Jacque Patterson has held public office, and served the community well, as president of the D.C. State Board of Education. Just recently a study was released, and while we know there are many outstanding issues in our schools, this new Education Scorecard report from Harvard, Stanford, and Dartmouth, ranks District of Columbia students first in the nation for academic growth in both math and reading between 2022 and 2025. While they are still not doing as well as we want all our students to do, progress is important, and this scorecard shows how the District is working to help its students. Take a look at Jacque’s website to see what he will focus on. You will find it impressive. He understands among other issues what small businesses mean to D.C., what we need to do for safer communities, and to provide more opportunities for all our youth.
Then take a look at Doni Crawford who has now been serving on the Council for about four months, having been chosen to replace Kenyan McDuffie until the election, when he resigned to run for mayor. She previously worked in his office as committee director for the Council’s Committee on Business and Economic Development. Prior to that she worked at the D.C. Fiscal Policy Institute. Her focus is also on safer communities, economic development, housing, and youth. You can look at Doni’s website to get a more detailed understanding of where she intends to focus her time.

→ ACTIVITY LIST
[A] Rewrite the paragraph beginning "Then take a look at Doni Crawford" from the passage about Jacque Patterson and Doni Crawford as a short bulleted list that keeps its main facts.
[B] From the passage about Jacque Patterson and Doni Crawford, retype the words starting with "Then take a" and going on through "focus her time.".

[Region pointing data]

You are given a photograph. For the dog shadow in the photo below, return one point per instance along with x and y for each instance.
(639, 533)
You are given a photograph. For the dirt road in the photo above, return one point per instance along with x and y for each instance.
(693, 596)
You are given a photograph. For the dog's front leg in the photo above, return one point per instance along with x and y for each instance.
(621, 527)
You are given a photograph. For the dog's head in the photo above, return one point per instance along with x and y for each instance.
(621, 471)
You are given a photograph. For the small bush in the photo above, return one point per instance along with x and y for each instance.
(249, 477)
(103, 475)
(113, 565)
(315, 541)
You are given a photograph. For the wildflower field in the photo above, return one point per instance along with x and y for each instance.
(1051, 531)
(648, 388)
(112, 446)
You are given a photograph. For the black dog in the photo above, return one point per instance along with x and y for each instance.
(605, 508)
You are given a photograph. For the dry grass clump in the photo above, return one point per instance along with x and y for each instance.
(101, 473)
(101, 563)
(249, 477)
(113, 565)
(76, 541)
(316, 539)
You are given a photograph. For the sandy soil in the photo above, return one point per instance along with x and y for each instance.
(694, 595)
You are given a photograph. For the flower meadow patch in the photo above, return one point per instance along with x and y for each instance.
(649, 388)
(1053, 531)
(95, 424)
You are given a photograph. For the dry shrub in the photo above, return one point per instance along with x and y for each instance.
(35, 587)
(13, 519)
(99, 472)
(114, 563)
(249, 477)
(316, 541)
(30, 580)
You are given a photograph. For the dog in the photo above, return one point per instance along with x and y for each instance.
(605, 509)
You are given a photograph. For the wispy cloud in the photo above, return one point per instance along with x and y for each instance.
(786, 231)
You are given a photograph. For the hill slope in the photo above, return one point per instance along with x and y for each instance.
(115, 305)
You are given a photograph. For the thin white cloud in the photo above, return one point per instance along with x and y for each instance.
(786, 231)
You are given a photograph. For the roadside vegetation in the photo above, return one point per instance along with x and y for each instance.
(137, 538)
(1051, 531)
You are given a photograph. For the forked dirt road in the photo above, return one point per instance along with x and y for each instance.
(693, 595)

---

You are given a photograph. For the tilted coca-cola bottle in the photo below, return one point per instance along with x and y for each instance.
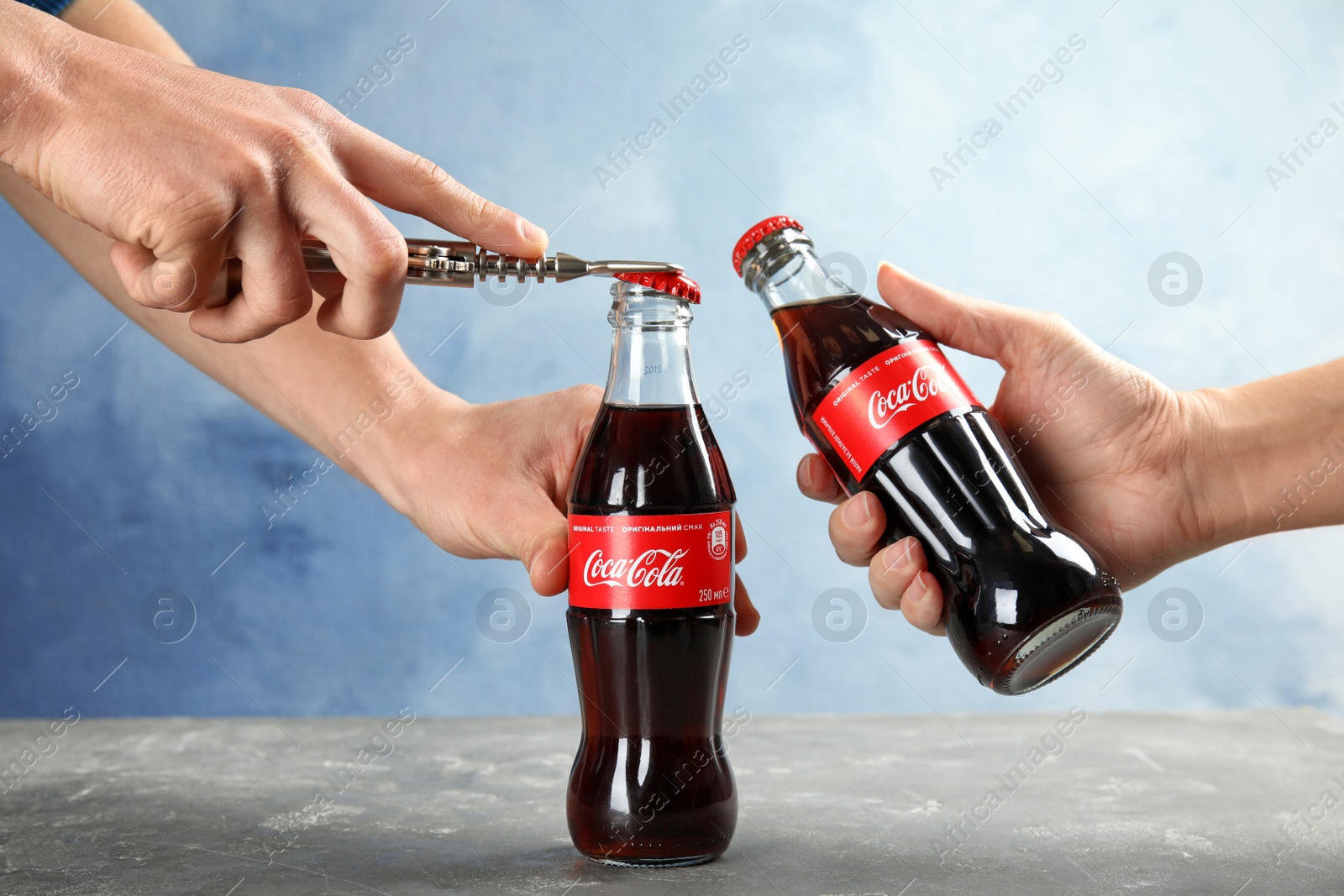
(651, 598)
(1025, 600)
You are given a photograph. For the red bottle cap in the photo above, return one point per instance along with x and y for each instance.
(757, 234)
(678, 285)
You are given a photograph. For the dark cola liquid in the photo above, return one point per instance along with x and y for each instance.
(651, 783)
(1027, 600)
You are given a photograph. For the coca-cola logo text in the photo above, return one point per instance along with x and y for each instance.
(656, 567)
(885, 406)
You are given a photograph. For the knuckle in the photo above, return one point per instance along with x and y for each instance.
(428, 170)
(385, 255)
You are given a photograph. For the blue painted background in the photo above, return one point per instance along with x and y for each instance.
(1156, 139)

→ ANSWERS BY ITEM NUMBER
[A]
- Doni Crawford has served on the Council for about four months, chosen to replace Kenyan McDuffie until the election after he resigned to run for mayor.
- She was previously committee director in his office for the Council's Committee on Business and Economic Development.
- Before that, she worked at the D.C. Fiscal Policy Institute.
- Her focus is on safer communities, economic development, housing, and youth.
- Her website gives more detail on where she intends to focus her time.

[B]
Then take a look at Doni Crawford who has now been serving on the Council for about four months, having been chosen to replace Kenyan McDuffie until the election, when he resigned to run for mayor. She previously worked in his office as committee director for the Council’s Committee on Business and Economic Development. Prior to that she worked at the D.C. Fiscal Policy Institute. Her focus is also on safer communities, economic development, housing, and youth. You can look at Doni’s website to get a more detailed understanding of where she intends to focus her time.